(Point localization data)
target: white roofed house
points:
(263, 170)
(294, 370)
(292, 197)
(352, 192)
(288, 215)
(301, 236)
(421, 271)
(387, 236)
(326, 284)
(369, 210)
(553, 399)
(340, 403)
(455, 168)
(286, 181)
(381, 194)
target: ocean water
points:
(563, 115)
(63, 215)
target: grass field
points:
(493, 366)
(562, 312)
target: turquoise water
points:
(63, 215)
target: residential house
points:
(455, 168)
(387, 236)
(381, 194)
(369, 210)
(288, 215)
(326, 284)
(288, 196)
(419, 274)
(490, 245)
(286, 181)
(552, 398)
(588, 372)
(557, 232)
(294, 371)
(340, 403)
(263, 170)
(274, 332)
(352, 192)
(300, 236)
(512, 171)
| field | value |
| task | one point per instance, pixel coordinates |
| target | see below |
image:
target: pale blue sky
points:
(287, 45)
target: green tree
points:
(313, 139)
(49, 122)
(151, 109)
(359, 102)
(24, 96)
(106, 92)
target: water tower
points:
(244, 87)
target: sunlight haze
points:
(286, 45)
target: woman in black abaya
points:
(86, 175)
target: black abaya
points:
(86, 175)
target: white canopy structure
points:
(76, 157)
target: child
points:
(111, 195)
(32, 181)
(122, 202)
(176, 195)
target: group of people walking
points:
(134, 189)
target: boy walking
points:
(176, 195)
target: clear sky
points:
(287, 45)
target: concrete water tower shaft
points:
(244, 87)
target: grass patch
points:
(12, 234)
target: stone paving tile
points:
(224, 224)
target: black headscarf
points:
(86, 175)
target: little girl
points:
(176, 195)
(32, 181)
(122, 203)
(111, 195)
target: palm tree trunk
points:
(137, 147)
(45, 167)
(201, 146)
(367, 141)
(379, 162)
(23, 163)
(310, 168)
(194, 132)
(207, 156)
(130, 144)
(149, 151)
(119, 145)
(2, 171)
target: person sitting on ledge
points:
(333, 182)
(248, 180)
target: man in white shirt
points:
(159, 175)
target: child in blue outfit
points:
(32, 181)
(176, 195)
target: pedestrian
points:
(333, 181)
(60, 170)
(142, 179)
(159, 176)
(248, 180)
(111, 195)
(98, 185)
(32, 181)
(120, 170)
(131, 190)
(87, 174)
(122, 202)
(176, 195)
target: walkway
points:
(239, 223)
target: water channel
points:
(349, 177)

→ **REQUIRED WORK**:
Every record above must be repeated word for word.

→ **SOLUTION FOR THIS TASK**:
target: white roofed house
points:
(263, 170)
(294, 370)
(292, 197)
(352, 192)
(288, 215)
(301, 236)
(421, 271)
(387, 236)
(326, 284)
(369, 210)
(553, 399)
(340, 403)
(455, 168)
(286, 181)
(381, 194)
target: ocean water
points:
(563, 115)
(63, 215)
target: grass field
points:
(493, 366)
(562, 312)
target: turquoise water
points:
(63, 215)
target: residential house
points:
(455, 168)
(387, 236)
(381, 194)
(369, 210)
(288, 215)
(326, 284)
(288, 196)
(419, 274)
(490, 245)
(286, 181)
(552, 398)
(588, 372)
(557, 232)
(294, 371)
(340, 403)
(263, 170)
(274, 332)
(352, 192)
(300, 236)
(512, 171)
| field | value |
| task | one point per instance, pixel coordinates |
| target | see below |
image:
target: pale blue sky
points:
(287, 45)
target: green tree
points:
(313, 139)
(49, 122)
(151, 109)
(359, 102)
(24, 96)
(106, 92)
target: water tower
points:
(244, 87)
target: sunlight haze
points:
(286, 45)
target: woman in black abaya
points:
(86, 175)
target: black abaya
points:
(86, 175)
target: white canopy structure
points:
(76, 157)
target: child
points:
(111, 195)
(32, 181)
(122, 202)
(176, 195)
target: group of people walking
points:
(134, 189)
target: boy walking
points:
(176, 195)
target: clear sky
points:
(287, 45)
target: concrete water tower shaft
points:
(244, 87)
target: grass patch
points:
(12, 234)
target: stone paving tile
points:
(224, 224)
target: black headscarf
points:
(86, 175)
target: little girl
points:
(176, 195)
(32, 181)
(122, 203)
(111, 195)
target: palm tree trunk
points:
(137, 147)
(45, 167)
(201, 146)
(367, 141)
(379, 162)
(23, 163)
(310, 168)
(194, 132)
(207, 156)
(130, 144)
(149, 151)
(119, 145)
(2, 171)
target: person sitting on ledge
points:
(333, 182)
(248, 180)
target: man in white shirt
points:
(159, 175)
target: child in blue outfit
points:
(32, 181)
(176, 195)
target: pedestrian
points:
(333, 181)
(60, 170)
(142, 179)
(159, 176)
(248, 180)
(111, 195)
(98, 185)
(32, 181)
(120, 170)
(131, 190)
(87, 174)
(122, 202)
(176, 195)
target: walkway
points:
(239, 223)
target: water channel
points:
(349, 177)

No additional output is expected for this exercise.